→ **Текст для чтения**:

Интересно подумать о том, как культурное наследие формирует наш голос, – хорошо это или плохо. Рассмотрим, например, англосаксонский протестантский упор на оптимизм, веселый стоицизм, самостоятельность, инициативу индивидуума и решение проблем. Как отмечает семейный врач Моника Макголдрик, члены таких семей чувствуют себя хорошо до тех пор, пока им удается добиваться желаемого при помощи своей компетентности и настойчивости. Но эти же достоинства становятся обузой, когда возникает кризис, который невозможно «уладить», например хроническая болезнь или скоропостижная потеря близкого человека. В такой ситуации членам семьи может оказаться трудно выразить свою боль и уязвимость, принять помощь, признать взаимозависимость и поддерживать друг друга в горе. Из-за отношения к эмоциональности в духе «не буди лихо, пока оно тихо» члены семьи могут быть изолированы друг от друга, молчать и застыть в развитии.





Для сравнения давайте рассмотрим ситуацию, когда огромное значение придается единению, эмоциональной выразительности и «заботе о своих», характерной для многих итало-американских семей. Преданность семье и взаимосвязанность ее членов – традиции, составляющие предмет гордости и восхищения. Но давайте посмотрим, как те же самые силы способны затруднить для отдельных членов семьи определение границ своей личной жизни.

→ **Что нужно сделать**:
(1) Ответьте на вопросы по тексту о культурном наследии:
(а) Кем по профессии названа Моника Макголдрик?
(б) Какие два примера кризиса, который невозможно «уладить», приводятся в тексте?
(в) Для каких семей, по тексту, характерна «забота о своих»?
(2) На что, согласно тексту о культурном наследии, делается англосаксонский протестантский упор? Перечислите все названные качества.
(3) Допишите текст о культурном наследии, продолжив его после последнего предложения.
Материал для работы не понадобится.

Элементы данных
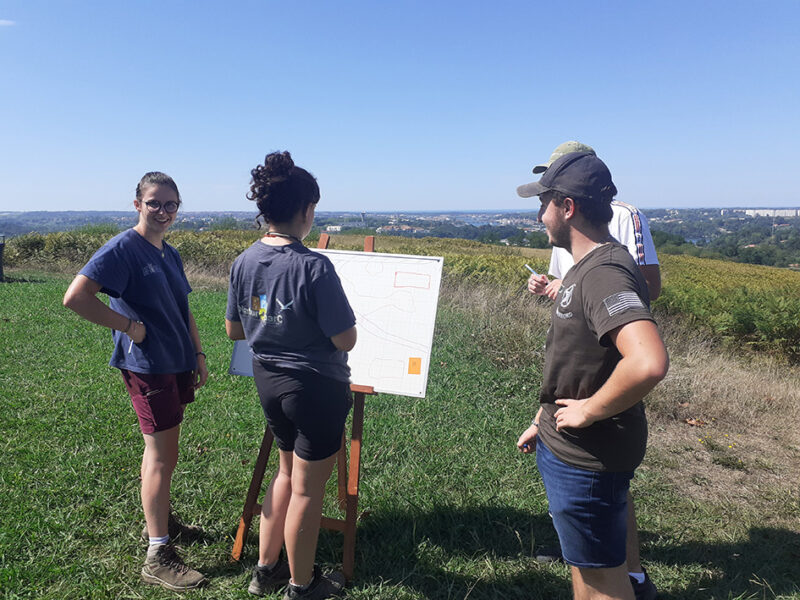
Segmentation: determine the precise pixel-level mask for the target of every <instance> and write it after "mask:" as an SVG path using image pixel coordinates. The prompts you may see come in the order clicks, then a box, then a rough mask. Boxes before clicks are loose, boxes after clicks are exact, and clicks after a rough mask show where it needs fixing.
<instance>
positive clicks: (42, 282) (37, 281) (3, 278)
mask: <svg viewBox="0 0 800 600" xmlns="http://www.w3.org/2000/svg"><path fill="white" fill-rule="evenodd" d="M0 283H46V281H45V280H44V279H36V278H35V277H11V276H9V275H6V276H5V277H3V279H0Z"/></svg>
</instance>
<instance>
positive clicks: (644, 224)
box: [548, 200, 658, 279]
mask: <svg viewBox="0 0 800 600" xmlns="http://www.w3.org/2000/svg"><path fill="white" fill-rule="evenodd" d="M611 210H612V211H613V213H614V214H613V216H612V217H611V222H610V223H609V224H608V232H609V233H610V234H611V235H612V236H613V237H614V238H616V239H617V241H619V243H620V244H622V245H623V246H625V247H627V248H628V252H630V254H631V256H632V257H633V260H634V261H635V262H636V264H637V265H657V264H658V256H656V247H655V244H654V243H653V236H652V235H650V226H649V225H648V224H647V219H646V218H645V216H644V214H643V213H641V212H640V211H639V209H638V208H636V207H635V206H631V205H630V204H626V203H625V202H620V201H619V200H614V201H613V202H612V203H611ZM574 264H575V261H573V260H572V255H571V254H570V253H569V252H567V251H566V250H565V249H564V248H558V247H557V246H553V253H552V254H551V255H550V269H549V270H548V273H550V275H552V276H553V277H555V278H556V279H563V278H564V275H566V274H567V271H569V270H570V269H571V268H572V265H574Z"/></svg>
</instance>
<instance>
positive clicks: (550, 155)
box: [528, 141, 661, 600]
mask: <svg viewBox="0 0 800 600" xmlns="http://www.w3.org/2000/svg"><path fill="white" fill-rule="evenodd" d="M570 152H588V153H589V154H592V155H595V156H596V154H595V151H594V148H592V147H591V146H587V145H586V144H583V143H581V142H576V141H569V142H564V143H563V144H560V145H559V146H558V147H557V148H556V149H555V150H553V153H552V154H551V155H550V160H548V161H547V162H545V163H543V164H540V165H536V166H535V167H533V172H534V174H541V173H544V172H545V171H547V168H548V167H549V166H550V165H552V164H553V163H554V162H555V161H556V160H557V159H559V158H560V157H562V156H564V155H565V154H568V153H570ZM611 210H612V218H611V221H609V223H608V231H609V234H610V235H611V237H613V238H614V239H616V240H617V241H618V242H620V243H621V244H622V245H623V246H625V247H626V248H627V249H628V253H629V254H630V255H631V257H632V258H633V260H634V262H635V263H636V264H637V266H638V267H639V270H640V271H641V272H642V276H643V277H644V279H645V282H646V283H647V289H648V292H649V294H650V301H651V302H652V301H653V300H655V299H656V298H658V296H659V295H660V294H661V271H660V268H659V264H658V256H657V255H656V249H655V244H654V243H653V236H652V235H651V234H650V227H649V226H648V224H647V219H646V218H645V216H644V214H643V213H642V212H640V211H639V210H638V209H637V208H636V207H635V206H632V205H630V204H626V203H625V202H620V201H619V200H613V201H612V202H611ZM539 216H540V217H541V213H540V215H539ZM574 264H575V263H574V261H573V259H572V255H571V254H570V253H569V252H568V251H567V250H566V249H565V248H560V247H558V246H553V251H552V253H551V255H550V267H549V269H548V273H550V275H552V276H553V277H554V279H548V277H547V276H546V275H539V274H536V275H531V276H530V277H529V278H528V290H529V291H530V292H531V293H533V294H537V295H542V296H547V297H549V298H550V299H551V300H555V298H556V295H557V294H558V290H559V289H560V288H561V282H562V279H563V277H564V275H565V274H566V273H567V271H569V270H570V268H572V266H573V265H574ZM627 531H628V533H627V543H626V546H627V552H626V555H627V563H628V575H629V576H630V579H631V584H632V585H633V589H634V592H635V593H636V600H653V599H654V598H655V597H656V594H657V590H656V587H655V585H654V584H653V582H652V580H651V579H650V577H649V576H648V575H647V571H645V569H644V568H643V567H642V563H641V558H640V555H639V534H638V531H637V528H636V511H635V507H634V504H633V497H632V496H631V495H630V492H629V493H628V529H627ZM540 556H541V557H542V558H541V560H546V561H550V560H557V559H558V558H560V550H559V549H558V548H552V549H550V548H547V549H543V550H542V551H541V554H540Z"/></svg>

→ **Список ответов**:
(1)
(а) Семейный врач.
(б) Хроническая болезнь и скоропостижная потеря близкого человека.
(в) Для многих итало-американских семей.

(2) Оптимизм, веселый стоицизм, самостоятельность, инициатива индивидуума, решение проблем.

(3)
Преданность семье: слишком хорошо – тоже плохо

Сразу после того как Мария, домохозяйка и мать двоих детей, отметила свое сорокалетие, ее муж перевез к ним свою пожилую мать. По долгу службы он часто бывал в разъездах, а его большая итало-американская семья расселилась по разным городам и весям, и Мария осталась главным, если не единственным, человеком, кто ухаживал за его матерью. Мария стала ощущать такое напряжение, что уже не могла с ним справиться, но поскольку она считала, что должна суметь преодолеть это, она чувствовала себя не вправе протестовать. Кроме того, она была убеждена, что муж не сможет сказать своей матери, что нынешняя схема неосуществима, и даже не допускала мысли о том, чтобы поставить его в такое невозможное положение.

Когда Мария стала все сильнее уставать, она начала жаловаться мужу. Но эти сетования оказались тщетными, и он игнорировал ее проблемы. Обнаружив, что реализует своим поведением стереотип ноющей и ворчащей жены, Мария чувствовала себя еще более неадекватной и неумелой. В действительности она защищала своего мужа, не сумев занять собственную твердую, незыблемую позицию. Она не сказала ему: «Я люблю твою маму, но я так устала и так измотана, что не могу дальше ухаживать за ней в нашем доме». Или: «Я хочу быть полезной твоей маме, но я не могу делать все одна. Мы должны созвать семейный совет и рассмотреть другие варианты».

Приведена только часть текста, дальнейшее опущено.